DIRECTIONS => Copy the data exactly from the line that contains "Mark one point on each instance of the foliage" through the line that contains "Mark one point on each instance of the fresco", keeping both end lines and leaving out everything else.

-- TASK INPUTS follows --

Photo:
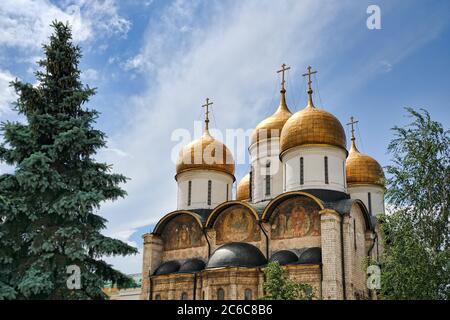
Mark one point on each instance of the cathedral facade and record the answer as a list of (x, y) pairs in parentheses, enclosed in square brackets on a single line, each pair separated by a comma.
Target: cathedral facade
[(307, 202)]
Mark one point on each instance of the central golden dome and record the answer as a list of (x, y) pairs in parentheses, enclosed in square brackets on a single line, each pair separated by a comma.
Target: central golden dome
[(205, 153), (312, 126), (362, 169), (271, 126), (243, 189)]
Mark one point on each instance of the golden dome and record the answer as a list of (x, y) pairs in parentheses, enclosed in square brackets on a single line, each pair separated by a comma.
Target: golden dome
[(243, 189), (362, 169), (312, 126), (271, 126), (205, 153)]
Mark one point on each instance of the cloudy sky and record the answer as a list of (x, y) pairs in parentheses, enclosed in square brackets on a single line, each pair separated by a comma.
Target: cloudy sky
[(154, 62)]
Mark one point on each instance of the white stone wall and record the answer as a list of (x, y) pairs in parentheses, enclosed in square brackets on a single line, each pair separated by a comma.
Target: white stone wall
[(314, 168), (220, 182), (261, 153), (376, 194)]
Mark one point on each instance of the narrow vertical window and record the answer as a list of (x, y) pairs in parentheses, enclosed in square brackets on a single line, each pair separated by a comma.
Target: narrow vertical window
[(302, 177), (189, 192), (227, 191), (251, 183), (220, 294), (343, 174), (209, 192)]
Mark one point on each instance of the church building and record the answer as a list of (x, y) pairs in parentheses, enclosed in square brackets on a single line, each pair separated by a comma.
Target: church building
[(307, 202)]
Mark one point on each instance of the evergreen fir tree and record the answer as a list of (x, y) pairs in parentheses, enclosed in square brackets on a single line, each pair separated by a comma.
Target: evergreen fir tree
[(47, 207)]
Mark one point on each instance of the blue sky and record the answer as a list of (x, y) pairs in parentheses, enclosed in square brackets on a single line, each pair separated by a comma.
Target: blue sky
[(154, 62)]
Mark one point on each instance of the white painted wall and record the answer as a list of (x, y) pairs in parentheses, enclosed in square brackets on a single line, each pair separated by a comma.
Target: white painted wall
[(266, 150), (376, 194), (314, 168), (220, 182)]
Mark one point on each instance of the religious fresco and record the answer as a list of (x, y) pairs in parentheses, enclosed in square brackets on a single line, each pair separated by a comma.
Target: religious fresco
[(238, 224), (182, 232), (295, 217)]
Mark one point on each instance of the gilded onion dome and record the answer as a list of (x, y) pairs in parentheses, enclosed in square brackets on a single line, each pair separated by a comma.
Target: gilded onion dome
[(243, 189), (205, 153), (361, 168), (271, 126), (312, 126)]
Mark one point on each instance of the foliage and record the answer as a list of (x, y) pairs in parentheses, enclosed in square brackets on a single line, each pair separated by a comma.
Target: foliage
[(416, 260), (277, 286), (47, 206)]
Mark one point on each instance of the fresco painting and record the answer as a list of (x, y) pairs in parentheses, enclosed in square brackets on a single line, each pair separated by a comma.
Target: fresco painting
[(236, 223), (182, 232), (295, 217)]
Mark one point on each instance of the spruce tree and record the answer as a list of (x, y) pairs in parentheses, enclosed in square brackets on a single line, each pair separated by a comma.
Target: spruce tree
[(48, 206)]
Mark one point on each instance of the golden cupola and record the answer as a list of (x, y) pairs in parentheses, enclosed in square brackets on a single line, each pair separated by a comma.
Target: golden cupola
[(205, 153), (312, 126), (271, 127), (360, 168), (243, 189)]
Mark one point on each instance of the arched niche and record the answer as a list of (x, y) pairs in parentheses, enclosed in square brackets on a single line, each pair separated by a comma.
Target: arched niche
[(294, 216), (180, 230), (235, 223)]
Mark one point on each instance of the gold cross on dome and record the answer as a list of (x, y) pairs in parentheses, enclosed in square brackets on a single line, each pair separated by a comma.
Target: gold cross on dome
[(352, 123), (309, 74), (206, 106), (283, 69)]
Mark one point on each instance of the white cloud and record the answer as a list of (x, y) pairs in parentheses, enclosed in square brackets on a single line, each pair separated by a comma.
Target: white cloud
[(7, 94), (230, 54), (232, 59), (25, 24), (89, 75)]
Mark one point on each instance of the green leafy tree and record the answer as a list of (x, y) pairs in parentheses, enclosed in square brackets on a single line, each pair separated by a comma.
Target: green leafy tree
[(277, 286), (416, 259), (47, 207)]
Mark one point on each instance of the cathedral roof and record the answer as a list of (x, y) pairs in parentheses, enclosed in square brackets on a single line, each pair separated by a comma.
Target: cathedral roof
[(271, 127), (362, 169), (236, 254), (305, 255), (243, 189), (205, 153), (312, 126), (168, 267), (284, 257), (192, 265), (310, 256)]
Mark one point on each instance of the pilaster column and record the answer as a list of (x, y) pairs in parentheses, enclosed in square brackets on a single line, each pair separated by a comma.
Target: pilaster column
[(152, 256), (331, 254)]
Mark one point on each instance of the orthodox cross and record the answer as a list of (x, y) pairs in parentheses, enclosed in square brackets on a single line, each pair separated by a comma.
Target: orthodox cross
[(206, 106), (352, 123), (309, 74), (284, 68)]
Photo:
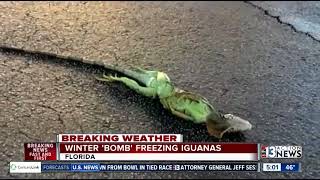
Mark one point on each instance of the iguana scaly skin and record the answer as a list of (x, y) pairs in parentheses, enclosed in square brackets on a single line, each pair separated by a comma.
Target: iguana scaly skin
[(156, 84), (184, 104)]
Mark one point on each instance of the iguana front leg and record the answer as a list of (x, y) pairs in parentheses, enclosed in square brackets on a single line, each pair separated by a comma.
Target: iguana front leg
[(132, 84)]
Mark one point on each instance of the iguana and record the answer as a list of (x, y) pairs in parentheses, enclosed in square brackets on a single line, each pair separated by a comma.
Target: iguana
[(157, 84)]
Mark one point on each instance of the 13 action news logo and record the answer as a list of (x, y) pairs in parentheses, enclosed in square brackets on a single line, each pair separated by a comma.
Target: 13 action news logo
[(281, 151)]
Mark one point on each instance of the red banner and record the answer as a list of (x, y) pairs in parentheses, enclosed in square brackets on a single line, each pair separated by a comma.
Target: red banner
[(40, 151), (157, 148)]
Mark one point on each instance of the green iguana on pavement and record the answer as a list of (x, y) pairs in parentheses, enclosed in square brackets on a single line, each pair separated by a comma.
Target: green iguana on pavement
[(156, 84), (184, 104)]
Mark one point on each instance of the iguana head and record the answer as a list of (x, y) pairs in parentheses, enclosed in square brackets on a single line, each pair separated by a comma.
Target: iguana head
[(218, 125)]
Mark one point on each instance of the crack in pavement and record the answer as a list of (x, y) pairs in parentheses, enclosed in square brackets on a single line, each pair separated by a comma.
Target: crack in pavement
[(56, 111), (267, 13), (28, 136)]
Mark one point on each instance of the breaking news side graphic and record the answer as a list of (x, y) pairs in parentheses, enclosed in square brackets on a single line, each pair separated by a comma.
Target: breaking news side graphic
[(281, 151), (137, 147), (40, 151)]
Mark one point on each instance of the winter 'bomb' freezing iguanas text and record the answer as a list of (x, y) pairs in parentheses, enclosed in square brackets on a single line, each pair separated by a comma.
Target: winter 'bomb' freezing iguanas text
[(156, 84)]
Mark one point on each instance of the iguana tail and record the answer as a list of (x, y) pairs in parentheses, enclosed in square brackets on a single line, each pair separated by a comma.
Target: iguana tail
[(130, 73)]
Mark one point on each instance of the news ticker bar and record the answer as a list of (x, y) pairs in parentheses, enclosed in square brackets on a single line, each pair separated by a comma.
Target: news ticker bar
[(281, 167), (41, 167)]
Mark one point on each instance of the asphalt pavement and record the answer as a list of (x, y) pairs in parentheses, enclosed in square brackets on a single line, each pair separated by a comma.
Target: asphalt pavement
[(240, 58)]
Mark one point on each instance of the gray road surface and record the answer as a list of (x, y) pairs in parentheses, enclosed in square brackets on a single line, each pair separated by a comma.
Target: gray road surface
[(244, 61)]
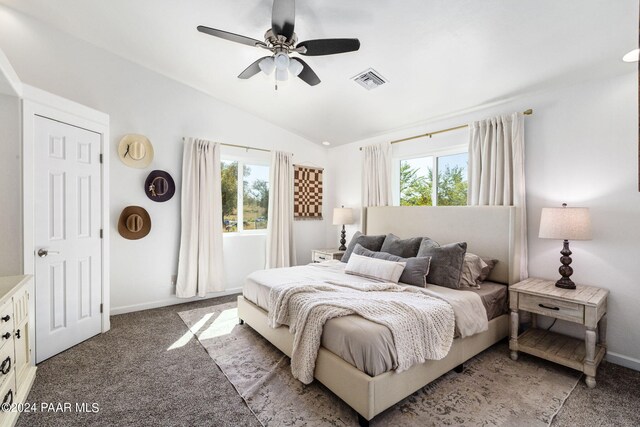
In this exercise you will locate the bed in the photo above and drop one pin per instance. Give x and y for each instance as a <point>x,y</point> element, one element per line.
<point>489,231</point>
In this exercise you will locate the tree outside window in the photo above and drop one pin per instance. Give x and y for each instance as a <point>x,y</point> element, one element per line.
<point>416,181</point>
<point>245,198</point>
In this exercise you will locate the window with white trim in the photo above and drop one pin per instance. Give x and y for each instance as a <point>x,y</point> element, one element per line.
<point>245,196</point>
<point>434,179</point>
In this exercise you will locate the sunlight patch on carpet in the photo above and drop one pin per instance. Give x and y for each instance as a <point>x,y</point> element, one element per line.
<point>222,325</point>
<point>193,330</point>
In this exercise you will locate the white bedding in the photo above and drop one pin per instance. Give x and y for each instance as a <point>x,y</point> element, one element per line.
<point>470,314</point>
<point>422,326</point>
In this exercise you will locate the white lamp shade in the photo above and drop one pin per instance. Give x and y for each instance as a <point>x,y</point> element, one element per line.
<point>282,75</point>
<point>267,65</point>
<point>342,216</point>
<point>565,224</point>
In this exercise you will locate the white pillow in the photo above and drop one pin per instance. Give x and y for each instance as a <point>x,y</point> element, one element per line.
<point>389,271</point>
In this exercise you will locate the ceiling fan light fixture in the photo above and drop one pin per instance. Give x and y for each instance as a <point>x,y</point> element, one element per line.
<point>632,56</point>
<point>282,61</point>
<point>282,75</point>
<point>295,67</point>
<point>267,65</point>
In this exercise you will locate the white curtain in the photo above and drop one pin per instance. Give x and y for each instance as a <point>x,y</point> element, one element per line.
<point>280,245</point>
<point>376,175</point>
<point>200,260</point>
<point>496,172</point>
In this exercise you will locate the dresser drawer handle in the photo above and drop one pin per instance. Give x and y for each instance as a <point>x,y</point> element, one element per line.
<point>549,308</point>
<point>8,398</point>
<point>5,367</point>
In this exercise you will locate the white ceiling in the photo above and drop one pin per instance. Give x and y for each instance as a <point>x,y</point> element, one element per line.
<point>439,56</point>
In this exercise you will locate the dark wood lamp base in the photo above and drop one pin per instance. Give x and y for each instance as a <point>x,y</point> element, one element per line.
<point>343,239</point>
<point>565,270</point>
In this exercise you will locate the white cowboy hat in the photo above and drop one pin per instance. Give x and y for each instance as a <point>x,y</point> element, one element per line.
<point>135,151</point>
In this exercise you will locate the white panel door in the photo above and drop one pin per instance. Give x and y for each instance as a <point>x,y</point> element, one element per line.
<point>68,258</point>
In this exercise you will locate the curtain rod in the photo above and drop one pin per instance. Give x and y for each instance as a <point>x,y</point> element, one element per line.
<point>430,134</point>
<point>246,147</point>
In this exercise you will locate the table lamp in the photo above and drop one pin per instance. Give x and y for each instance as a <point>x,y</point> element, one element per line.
<point>342,216</point>
<point>565,224</point>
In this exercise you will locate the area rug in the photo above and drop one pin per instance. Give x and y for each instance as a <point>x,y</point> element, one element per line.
<point>492,389</point>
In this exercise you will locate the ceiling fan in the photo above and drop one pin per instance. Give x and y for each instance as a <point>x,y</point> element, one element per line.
<point>281,40</point>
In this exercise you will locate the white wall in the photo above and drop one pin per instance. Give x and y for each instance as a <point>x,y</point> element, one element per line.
<point>141,101</point>
<point>581,148</point>
<point>10,187</point>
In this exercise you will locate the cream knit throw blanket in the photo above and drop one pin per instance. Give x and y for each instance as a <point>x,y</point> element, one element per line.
<point>422,326</point>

-- TASK INPUTS concluded --

THE ANSWER =>
Mark one point on each instance of the foliage and record the answer as a list of (x, y) pairs in parentheses, enclosed in square brackets on a single line, each pair separated by a comma.
Target: foliage
[(416, 260), (277, 286), (47, 206)]
Mark one point on each instance of the fresco painting and record the answer as a list of (x, y) pairs in parentheses, enclosed in square brackets on a single line, each pair separated by a comma.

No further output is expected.